# Task prompt
Repeat the lines of material below word for word.

##### Dataset extract #####

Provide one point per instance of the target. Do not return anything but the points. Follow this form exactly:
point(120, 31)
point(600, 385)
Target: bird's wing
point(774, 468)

#####

# Solution to the exercise
Provide one point per instance of the target. Do not return anything but the points. Follow this form exactly:
point(120, 31)
point(600, 385)
Target: bird's wing
point(774, 468)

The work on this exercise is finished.